**SET EXERCISE A:** Reproduce the records verbatim from their first line through the line containing "46L10 41L3 41L8", both ends included, and leave the pictures out of your copy.

**SUPPLIED PASSAGE:**
*-*-*

Fear keeps people from doing lots of things in life.


----------



## Whip Morgan (May 26, 2011)

Bri, any word from the ex yet? Or responses from family?
_Posted via Mobile Device_


----------



## BigBri (Jul 22, 2011)

Not yet, dude.


----------



## Almostrecovered (Jul 14, 2011)

BigBri said:


> As to the "leaving" thing. I seem to get the sense, then... that most of you are staying ONLY for the sake of the kids and the interest in the mutual assets. And, not about LOVE? I've read elsewhere that its actually wrong for you to stay for the sake of the children, because it(animosity/resentment) eventually gets shifted onto the children through what they call- _TRANSFERENCE_. I'm sure the children can sense something is not right between their parents... children are quite perceptive. As to the assets... wouldn't taking a financial "hit," be worth all the aggravation? A new beginning. Reading all these posts, I seem to get the feeling that the reason for _not_ leaving is that people are scared to let go and start over again. They're scared of being alone. Correct me if I'm wrong.


quite the contrary for me
first thing I said to my wife when I discovered the truth-

"You have one week on the couch to either find a place or move back to your mother, I am filing for divorce tomorrow"

I hadn't even considered reconciling at that point

but she said she would do anything

and she did

and I'm glad she did because my marriage is better than ever (aside from some trust issue obviously)

*-*-*

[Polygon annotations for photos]
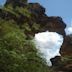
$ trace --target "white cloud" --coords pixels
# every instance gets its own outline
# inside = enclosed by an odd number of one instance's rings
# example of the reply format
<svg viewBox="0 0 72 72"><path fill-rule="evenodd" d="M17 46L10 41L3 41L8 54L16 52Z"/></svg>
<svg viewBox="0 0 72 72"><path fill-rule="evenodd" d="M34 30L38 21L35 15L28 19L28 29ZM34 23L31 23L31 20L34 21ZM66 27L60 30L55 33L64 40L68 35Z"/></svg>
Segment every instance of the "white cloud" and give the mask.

*-*-*

**SET EXERCISE B:** Carry on the forum thread about staying in or leaving a marriage from the point where it stops.

**EXERCISE RESULT A:**
$ trace --target "white cloud" --coords pixels
# every instance gets its own outline
# inside = enclosed by an odd number of one instance's rings
# example of the reply format
<svg viewBox="0 0 72 72"><path fill-rule="evenodd" d="M17 46L10 41L3 41L8 54L16 52Z"/></svg>

**EXERCISE RESULT B:**
We have kids but I would rather have them in stable divorced environment than a married hell if it had to come to that, but I loved her and she was willing to do what it took to show me again that she loved me. We built a life together and have been together since 1994. That's too much to throw away without a second chance. But I wouldn't have given her that chance if it wasn't in earnest.
I know 3 years is a lot of time invested in your girlfriend and you probably were looking at marriage soon but it doesn't compare and if I was in your shoes I would toss her out too. My situation is different tho, and I hope you can see that. We all have different answers and different situations.


----------



## BigBri (Jul 22, 2011)

The intimacy part is something I'm not ever going to get over. It gives me the Heebie-jeebies, just thinking of even kissing her again... let alone having sex. Leaves a bad taste in my mouth, sorry. I know I was still having sex with her during her trysts- unbeknownst to me, but now that I know... I can't even fathom it.


----------



## Almostrecovered (Jul 14, 2011)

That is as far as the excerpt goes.